» Short problem A
Answer these questions from the post about parsing JSON with trailing commas in Ruby, one answer per line:
(i) What reads the JSON files?
(ii) How does the Ruby on Rails server react to the trailing comma?
(iii) What kind of JSON files did the old system use?
» Short problem B
Translate this sentence from the post about parsing JSON with trailing commas in Ruby into Spanish: "The JSON files are used by an iOS app to provide functionality, and have never been read by our server software in Ruby On Rails before."
» Short problem C
Write the next few sentences of the post about parsing JSON with trailing commas in Ruby, picking up after its last sentence.

» Text block
Is there any way to parse JSON with trailing commas in Ruby? - ruby-on-rails

I'm currently coding a transition from a system that used hand-crafted JSON files to one that can automatically generate the JSON files. The old system works; the new system works; what I need to do is transfer data from the old system to the new one.
The JSON files are used by an iOS app to provide functionality, and have never been read by our server software in Ruby On Rails before. To convert between the original system and the new system, I've started work on parsing the existing JSON files.
The problem is that one of my first two sample files has trailing commas in the JSON:
{ "sample data": [1, 2, 3,] }
This apparently went through just fine with the iOS app, because that file has been in use for a while. Now I need some way to parse the data provided in the file in my Ruby on Rails server, which (quite rightfully) throws an exception over the illegal trailing comma in the JSON file.

» Stored data
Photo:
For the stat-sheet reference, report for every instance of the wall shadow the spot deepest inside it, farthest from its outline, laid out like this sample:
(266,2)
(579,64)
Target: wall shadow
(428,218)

» Task output A
(i) An iOS app.
(ii) It throws an exception over the illegal trailing comma.
(iii) Hand-crafted JSON files.

» Task output B
Una aplicación de iOS utiliza los archivos JSON para ofrecer funcionalidades, y nuestro software de servidor en Ruby On Rails nunca los había leído antes.

» Task output C
I can't just JSON.parse the code, because the parser, quite rightfully, rejects it as invalid JSON. Is there some way to parse it -- either an option I can pass to JSON.parse, or a gem that adds something, etc etc? Or do I need to report back that we're going to have to hand-fix the broken files before the automated process can process them?
Edit:
Based on comments and requests, it looks like some additional data is called for. The JSON files in question are stored in .zip files on S3, stored via ActiveStorage. The process I'm writing needs to download, unpack, and parse the zip files, using the 'manifest.json' file as a key to convert the archived file into a database structure with multiple, smaller files stored on S3 instead of a single zip that contains everything. A (very) long term goal is for clients to stop downloading a unitary zip file, and instead download the files individually. The first step towards that is to break the zip files up on the server, which means the server needs to read in the zip files. A more detailed sample of the data follows. (Note that the structure contains several design decisions I later came to regret; one of the original ideas was to be able to re-use files rather than pack multiple copies of the same identical file, but YAGNI bit me in the rear there)
The following includes comments that are not legal in JSON format:
{
"defined_key": [
{
"name": "Object_with_subkeys",
"key": "filename",
"subkeys": [
{
"id":"1"
},
{
"id":"2"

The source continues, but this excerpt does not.